┌─ INFORMATION PROVIDED

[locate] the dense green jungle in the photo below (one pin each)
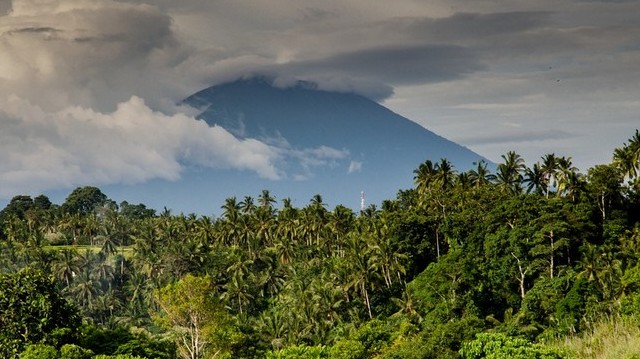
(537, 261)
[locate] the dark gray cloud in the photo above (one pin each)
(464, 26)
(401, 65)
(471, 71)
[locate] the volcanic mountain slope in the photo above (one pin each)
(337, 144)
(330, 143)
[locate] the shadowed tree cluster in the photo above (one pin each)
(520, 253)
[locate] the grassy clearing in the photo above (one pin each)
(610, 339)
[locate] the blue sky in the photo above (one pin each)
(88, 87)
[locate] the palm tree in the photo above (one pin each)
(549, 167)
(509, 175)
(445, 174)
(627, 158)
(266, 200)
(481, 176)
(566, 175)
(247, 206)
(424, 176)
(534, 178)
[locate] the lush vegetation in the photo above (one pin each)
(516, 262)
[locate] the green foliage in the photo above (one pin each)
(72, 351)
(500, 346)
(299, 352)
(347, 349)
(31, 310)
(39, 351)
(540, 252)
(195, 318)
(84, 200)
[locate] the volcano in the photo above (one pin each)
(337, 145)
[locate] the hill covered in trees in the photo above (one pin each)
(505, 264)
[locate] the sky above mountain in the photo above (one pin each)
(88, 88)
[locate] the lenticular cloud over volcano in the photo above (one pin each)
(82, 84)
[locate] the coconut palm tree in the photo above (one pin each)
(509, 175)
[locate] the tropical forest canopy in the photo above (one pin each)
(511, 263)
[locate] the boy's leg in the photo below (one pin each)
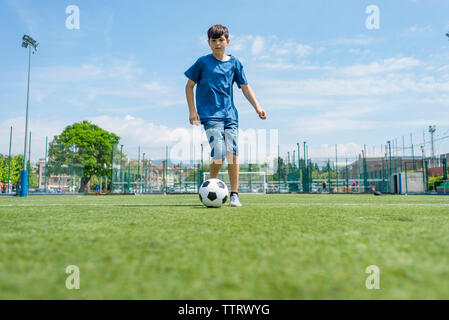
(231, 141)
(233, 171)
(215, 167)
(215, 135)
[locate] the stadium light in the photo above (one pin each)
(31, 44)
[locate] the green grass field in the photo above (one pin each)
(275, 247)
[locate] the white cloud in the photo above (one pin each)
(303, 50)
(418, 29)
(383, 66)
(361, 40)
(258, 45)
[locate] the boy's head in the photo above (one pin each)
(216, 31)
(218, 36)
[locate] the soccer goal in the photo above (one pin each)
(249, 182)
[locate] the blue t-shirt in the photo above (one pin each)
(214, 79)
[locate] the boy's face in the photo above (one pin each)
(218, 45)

└─

Please output the full listing above exactly, minus any pictures.

[locate] the dense green jungle in the photo below (one pin each)
(537, 261)
[locate] the dark gray cloud in the photo above (one pin each)
(464, 26)
(401, 65)
(471, 71)
[locate] the volcanic mountain slope in the photo above (one pin each)
(337, 144)
(330, 143)
[locate] the shadowed tree cluster in the photo above (one pin each)
(520, 253)
[locate] the grassy clearing in the photo above (one pin each)
(610, 339)
[locate] the blue sky in the photo above (one pin each)
(88, 87)
[locate] the palm tree in the photo above (one pin each)
(549, 167)
(509, 175)
(445, 174)
(627, 158)
(266, 200)
(481, 176)
(566, 175)
(247, 206)
(424, 176)
(534, 178)
[locate] the lush vegetation in the photo above (one pin each)
(516, 262)
[locate] the green foliage in the photo above (one pin each)
(72, 351)
(500, 346)
(299, 352)
(347, 349)
(31, 310)
(39, 351)
(540, 252)
(195, 318)
(84, 200)
[locate] the volcano in the photo above (one pin each)
(337, 145)
[locate] the hill covered in trees in the photo above (one pin each)
(505, 264)
[locate] the sky above mountain in the photo above (one pin each)
(88, 88)
[locate] the lenticular cloud over volcano in the photo above (one pin each)
(82, 84)
[locate] the coconut palm tree in the photo above (one pin each)
(509, 175)
[locate] the tropical forest canopy in the photo above (one pin each)
(511, 263)
[locate] the boy's leg in the photo below (one pin each)
(231, 141)
(233, 171)
(215, 167)
(215, 135)
[locate] the stadium light in the photo above (one pin each)
(31, 44)
[locate] the green grass field in the photo above (one pin each)
(275, 247)
[locate] the white cloud in the photo above (one pin each)
(303, 50)
(418, 29)
(383, 66)
(361, 40)
(258, 45)
[locate] the boy's head in the photo above (one pin each)
(216, 31)
(218, 36)
[locate] the soccer goal in the photo above (one pin each)
(249, 182)
[locate] the blue t-shirt in the photo above (one pin each)
(214, 79)
[locate] the boy's face in the photo above (one pin each)
(218, 45)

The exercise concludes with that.